- [AIM]
Express every line of the records below as a JSON list of strings, one string per line, leaving out any blank lines.

- [GIVEN ENTRIES]
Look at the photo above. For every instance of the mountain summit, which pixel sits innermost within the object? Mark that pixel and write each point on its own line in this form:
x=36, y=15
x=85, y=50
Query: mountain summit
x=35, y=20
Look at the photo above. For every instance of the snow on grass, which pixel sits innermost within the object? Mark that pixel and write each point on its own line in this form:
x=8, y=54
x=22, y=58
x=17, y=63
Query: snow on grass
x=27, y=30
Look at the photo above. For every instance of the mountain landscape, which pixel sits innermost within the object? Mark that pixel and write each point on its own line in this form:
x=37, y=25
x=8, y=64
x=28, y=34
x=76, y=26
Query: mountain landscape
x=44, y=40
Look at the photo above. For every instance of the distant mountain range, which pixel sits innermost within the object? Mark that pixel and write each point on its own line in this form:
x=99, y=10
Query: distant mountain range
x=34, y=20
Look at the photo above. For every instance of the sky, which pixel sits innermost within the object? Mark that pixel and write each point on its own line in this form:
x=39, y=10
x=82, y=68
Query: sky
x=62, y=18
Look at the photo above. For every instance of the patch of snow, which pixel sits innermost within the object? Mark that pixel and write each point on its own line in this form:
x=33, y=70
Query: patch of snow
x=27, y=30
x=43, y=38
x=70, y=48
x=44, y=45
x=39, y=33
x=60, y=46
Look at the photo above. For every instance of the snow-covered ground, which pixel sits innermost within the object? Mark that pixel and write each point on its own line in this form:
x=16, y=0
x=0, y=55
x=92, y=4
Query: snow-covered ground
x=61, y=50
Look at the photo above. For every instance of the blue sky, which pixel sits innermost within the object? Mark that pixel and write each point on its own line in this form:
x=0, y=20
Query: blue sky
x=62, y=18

- [OUTPUT FOR THIS TASK]
[
  "Look at the photo above. For every instance of the mountain summit, which pixel sits innermost within the object? Mark that pixel and write each point on its own line in this form:",
  "x=36, y=15",
  "x=85, y=50",
  "Query: mountain summit",
  "x=35, y=20",
  "Look at the photo above. For every instance of the snow on grass, which pixel sits innermost within the object? Mark that pixel and write each point on its own line in this form:",
  "x=8, y=54",
  "x=22, y=58",
  "x=17, y=63",
  "Query: snow on grass",
  "x=27, y=30",
  "Look at the photo above. For every instance of the mountain landscape, which pixel sits innermost within the object? Mark that pixel and write each point on its own line in this form:",
  "x=37, y=25",
  "x=8, y=64",
  "x=28, y=34",
  "x=76, y=26",
  "Query: mountain landscape",
  "x=44, y=40",
  "Look at the photo above. For every instance of the distant mountain range, which pixel sits innermost within the object? Mark that pixel and write each point on its own line in this form:",
  "x=99, y=10",
  "Query: distant mountain range",
  "x=34, y=20",
  "Look at the photo above. For every instance of the sky, which pixel sits innermost within the object? Mark that pixel and write each point on its own line in this form:",
  "x=39, y=10",
  "x=82, y=68",
  "Query: sky",
  "x=62, y=18",
  "Look at the photo above. For every instance of the patch of snow, which pixel sits innermost within the object? Mark that pixel and write each point on its own line in this form:",
  "x=33, y=70",
  "Query: patch of snow",
  "x=27, y=30",
  "x=43, y=38",
  "x=70, y=48",
  "x=44, y=45",
  "x=39, y=33",
  "x=60, y=46",
  "Look at the photo above. For every instance of the snow-covered ground, which pixel sits innermost within the object? Mark that pixel and write each point on its own line in this form:",
  "x=16, y=0",
  "x=0, y=55",
  "x=92, y=4",
  "Query: snow-covered ground",
  "x=61, y=50",
  "Look at the photo above. For every instance of the blue sky, which pixel sits innermost within the object? Mark that pixel and write each point on its own line in this form:",
  "x=0, y=20",
  "Query: blue sky",
  "x=62, y=18"
]